**SOURCE EXTRACT**
********************

China’s top drug control body has hit back at recent claims by US President Donald Trump that Chinese suppliers are fueling America’s opioid crisis.
Yu Haibin, a senior official with China’s National Narcotics Control Commission, said in a press briefing Wednesday that Trump’s comments were “unacceptable” and “irresponsible.”
Trump tweeted last week that it was “outrageous” that China-produced fentanyl, a cheap and deadly synthetic opioid at least 50 times stronger than heroin, continued to “pour into the US” through international mail.
Yu said the Chinese government found Trump’s tweet “completely unacceptable.”
“The United States has no proof that most fentanyl in the country comes from China,” he said. “It’s highly irresponsible to draw such a conclusion based on some individual cases.”
Disagreements over the source of fentanyl in the United States and what to do about it are adding tension to US-China relations, which are already strained by disputes over trade and the South China Sea.
Washington is convinced that China is the primary source of fentanyl found within US borders, following a 2017 US Congressional report citing law enforcement and drug investigators.
In a cabinet meeting earlier in August, Trump described opioids coming into the United States from China and Mexico as American-killing “garbage,” with the situation being “almost a form of warfare.”

********************

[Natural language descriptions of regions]
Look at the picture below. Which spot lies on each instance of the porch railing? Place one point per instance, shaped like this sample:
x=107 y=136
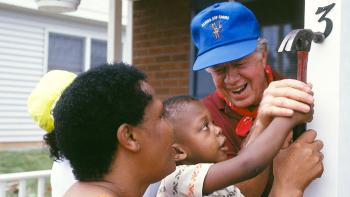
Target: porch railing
x=22 y=178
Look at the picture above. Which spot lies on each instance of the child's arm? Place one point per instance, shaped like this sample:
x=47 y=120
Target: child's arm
x=255 y=157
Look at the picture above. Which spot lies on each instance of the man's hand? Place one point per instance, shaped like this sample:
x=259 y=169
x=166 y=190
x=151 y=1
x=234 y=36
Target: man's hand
x=282 y=98
x=297 y=166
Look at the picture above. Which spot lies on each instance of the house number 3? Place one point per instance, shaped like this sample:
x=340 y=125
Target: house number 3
x=329 y=23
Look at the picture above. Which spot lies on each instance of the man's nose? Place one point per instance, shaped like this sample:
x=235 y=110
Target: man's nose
x=232 y=74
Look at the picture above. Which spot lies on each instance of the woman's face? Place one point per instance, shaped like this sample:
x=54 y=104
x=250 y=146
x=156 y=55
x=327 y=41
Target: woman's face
x=157 y=133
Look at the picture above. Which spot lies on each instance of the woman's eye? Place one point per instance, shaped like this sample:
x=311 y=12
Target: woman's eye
x=205 y=127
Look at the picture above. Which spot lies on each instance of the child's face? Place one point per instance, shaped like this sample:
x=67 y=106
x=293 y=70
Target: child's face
x=201 y=138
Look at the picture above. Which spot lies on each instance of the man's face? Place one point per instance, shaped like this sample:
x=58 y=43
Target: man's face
x=242 y=82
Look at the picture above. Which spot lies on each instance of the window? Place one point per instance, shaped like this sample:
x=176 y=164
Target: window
x=98 y=52
x=66 y=52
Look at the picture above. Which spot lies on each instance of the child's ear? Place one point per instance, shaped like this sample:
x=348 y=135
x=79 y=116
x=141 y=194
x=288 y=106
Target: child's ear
x=127 y=137
x=180 y=153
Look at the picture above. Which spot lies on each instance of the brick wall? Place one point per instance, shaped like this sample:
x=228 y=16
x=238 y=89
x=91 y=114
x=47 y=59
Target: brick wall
x=161 y=44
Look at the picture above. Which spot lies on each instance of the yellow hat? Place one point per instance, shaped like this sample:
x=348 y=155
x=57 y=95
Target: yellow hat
x=43 y=98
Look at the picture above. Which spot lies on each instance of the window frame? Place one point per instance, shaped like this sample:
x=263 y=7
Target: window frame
x=87 y=35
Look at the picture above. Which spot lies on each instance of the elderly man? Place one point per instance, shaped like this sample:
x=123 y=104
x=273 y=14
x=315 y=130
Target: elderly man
x=229 y=46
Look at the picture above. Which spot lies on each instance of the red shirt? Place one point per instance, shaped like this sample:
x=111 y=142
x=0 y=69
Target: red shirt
x=227 y=119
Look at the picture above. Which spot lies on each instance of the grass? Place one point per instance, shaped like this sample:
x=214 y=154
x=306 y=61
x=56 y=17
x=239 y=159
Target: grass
x=24 y=161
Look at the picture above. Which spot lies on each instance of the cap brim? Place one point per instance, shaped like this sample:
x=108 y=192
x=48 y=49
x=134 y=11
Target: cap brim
x=224 y=54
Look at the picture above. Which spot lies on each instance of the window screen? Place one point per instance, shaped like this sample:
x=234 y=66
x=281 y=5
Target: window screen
x=66 y=52
x=98 y=52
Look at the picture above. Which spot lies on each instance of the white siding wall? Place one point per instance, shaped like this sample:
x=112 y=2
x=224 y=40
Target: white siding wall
x=21 y=65
x=23 y=60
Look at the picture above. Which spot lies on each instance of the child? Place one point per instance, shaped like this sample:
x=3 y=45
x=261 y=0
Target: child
x=199 y=143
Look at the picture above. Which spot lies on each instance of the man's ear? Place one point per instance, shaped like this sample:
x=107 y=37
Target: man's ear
x=180 y=153
x=126 y=137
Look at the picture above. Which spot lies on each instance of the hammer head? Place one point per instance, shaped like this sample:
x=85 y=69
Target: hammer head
x=300 y=40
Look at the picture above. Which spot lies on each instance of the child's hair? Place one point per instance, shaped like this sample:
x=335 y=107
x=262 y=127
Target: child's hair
x=173 y=104
x=88 y=114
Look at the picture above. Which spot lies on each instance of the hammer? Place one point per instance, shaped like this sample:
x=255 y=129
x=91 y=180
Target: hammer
x=299 y=40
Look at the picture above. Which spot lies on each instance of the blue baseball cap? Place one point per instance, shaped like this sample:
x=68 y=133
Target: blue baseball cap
x=224 y=32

********************

**PROBLEM 1**
Translate into Spanish this sentence from the article on China and fentanyl: "Yu said the Chinese government found Trump’s tweet “completely unacceptable.”"
**PROBLEM 2**
Set down, word for word, the stretch of the article on China and fentanyl from "China’s top drug" through "through international mail.".

**RESPONSE BOX 1**
Yu dijo que el gobierno chino consideró el tuit de Trump “completamente inaceptable”.

**RESPONSE BOX 2**
China’s top drug control body has hit back at recent claims by US President Donald Trump that Chinese suppliers are fueling America’s opioid crisis.
Yu Haibin, a senior official with China’s National Narcotics Control Commission, said in a press briefing Wednesday that Trump’s comments were “unacceptable” and “irresponsible.”
Trump tweeted last week that it was “outrageous” that China-produced fentanyl, a cheap and deadly synthetic opioid at least 50 times stronger than heroin, continued to “pour into the US” through international mail.